Inspiration Lifestyle

Not The Mama I Want To Be

5th February 2017

How weird is being a parent? You spend every day willing your babies to grow, learn and develop and then find yourself looking back at photos and feeling sad that your babies have in fact grown and developed and that they aren’t really babies anymore. It’s the most incredible thing to watch a miniature human develop but god, is it bloody hard at times.

I’m having an ‘I’m a really rubbish parent’ kinda day today. We’ve had a couple of mega tantrums from an overly tired four year old who has decided that sleep is for the weak and she certainly ain’t weak. I’m scrolling through photos of my beautiful girl as a tiny tot and its filling me with all the feels. Wouldn’t it be amazing if we could go back in time and spend just a single day with them as they were then, just one day to soak up their babyness and cuddle them tight and really appreciate them in all their miniature glory, instead of battling with the most determined and strong willed child that ever lived? I remember reading a quote somewhere (on the internet, probs) saying that the very parts of a child’s personality that drive you insanely crazy will be the exact things that drive your babies far in life – I don’t doubt that for a moment.

________________

= TO DO =
- A) Return the part of the parenting post between "Inspiration Lifestyle" and "hard at times.", inclusive, copied word for word.
- B) Resume the parenting post from the point where it stops.

Collection entries:

________________

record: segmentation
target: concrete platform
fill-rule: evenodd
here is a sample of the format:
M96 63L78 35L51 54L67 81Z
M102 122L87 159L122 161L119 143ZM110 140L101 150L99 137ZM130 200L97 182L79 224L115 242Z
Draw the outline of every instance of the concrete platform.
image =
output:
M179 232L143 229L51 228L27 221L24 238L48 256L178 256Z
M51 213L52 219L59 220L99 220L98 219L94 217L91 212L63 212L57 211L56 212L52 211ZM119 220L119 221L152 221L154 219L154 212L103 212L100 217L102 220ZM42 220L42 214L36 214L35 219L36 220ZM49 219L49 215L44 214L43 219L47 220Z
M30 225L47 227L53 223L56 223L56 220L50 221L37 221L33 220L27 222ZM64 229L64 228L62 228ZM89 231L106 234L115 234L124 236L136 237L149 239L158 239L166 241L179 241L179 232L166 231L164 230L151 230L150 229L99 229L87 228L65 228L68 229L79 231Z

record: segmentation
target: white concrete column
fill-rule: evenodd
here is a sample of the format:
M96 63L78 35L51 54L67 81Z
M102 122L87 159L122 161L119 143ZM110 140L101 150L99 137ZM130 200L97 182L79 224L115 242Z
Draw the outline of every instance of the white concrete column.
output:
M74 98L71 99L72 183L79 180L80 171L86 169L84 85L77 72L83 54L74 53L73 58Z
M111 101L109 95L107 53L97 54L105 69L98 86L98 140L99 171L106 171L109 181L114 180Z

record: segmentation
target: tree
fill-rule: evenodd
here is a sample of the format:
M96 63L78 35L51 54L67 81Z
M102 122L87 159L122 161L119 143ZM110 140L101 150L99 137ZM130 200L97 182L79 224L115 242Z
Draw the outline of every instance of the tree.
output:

________________

= FINAL RESULTS =
- A)
Inspiration Lifestyle

Not The Mama I Want To Be

5th February 2017

How weird is being a parent? You spend every day willing your babies to grow, learn and develop and then find yourself looking back at photos and feeling sad that your babies have in fact grown and developed and that they aren’t really babies anymore. It’s the most incredible thing to watch a miniature human develop but god, is it bloody hard at times.

- B)
I feel like sometimes I’m the mum I never wanted to be; the mum that constantly shouts. Each morning I wake up and have a quick word with myself, reminding me that today I must be more mindful, don’t shout, don’t stress out, just chill. But before I know it, it’s pre-8am and I’m raising my voice because Nora has been storing a mouthful of porridge in her cheek for the past 8 minutes. JUST CHEW THE FOOD, NORA. Of course, then comes the crazy parent guilt.

I’m raising these tiny people and personally moulding them into the adults they’ll be in years to come and it totally frightens me. I just want to make sure I’m doing this parenting thing right and days like today make me feel like I’m probably not. Children grow up too quickly. Everyone tells you that before you have them, but you never quite realise it until you experience it for yourself. I must make a conscious effort to appreciate the moment and to take a step back and realise that eating a bowl of porridge in the most painfully slow way possible isn’t really worth shouting too much over, is it? As bloody exasperating as it may be. I guess our children learn by testing the boundaries. Maybe my boundaries are a little too strict and maybe my expectations are a little too high.

Anyway, I’m off to cuddle the aforementioned hormonal four year old now and hope that tomorrow we both wake up on the better side of the forever-shared bed.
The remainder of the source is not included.